*To do*:
For the word "photo", state how many lines of the records include it, with no other text.

[Dataset entries]
----------------

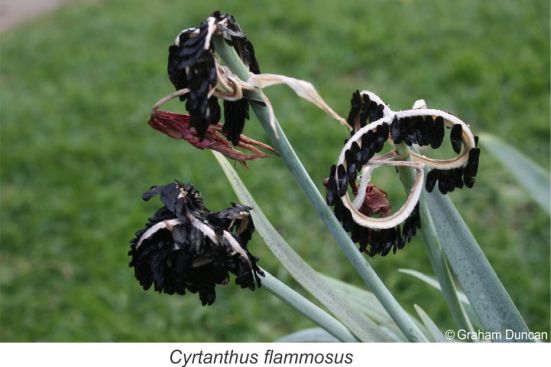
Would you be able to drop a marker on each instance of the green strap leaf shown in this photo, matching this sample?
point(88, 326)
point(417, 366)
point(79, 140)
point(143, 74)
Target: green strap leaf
point(488, 297)
point(430, 325)
point(427, 279)
point(529, 175)
point(311, 335)
point(360, 325)
point(306, 308)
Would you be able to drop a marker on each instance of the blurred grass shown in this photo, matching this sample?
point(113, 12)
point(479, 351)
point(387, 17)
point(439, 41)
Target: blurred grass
point(77, 86)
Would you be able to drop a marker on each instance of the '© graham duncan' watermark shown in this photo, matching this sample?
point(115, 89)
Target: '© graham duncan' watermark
point(507, 335)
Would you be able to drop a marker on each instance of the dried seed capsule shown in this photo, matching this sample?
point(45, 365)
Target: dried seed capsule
point(395, 131)
point(471, 168)
point(342, 180)
point(331, 192)
point(456, 138)
point(438, 133)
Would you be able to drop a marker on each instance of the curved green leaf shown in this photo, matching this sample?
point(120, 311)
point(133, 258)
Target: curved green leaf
point(430, 325)
point(312, 335)
point(306, 308)
point(357, 323)
point(435, 284)
point(529, 175)
point(488, 297)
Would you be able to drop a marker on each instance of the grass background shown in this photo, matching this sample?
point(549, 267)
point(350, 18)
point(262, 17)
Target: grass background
point(76, 87)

----------------

*Exercise output*:
6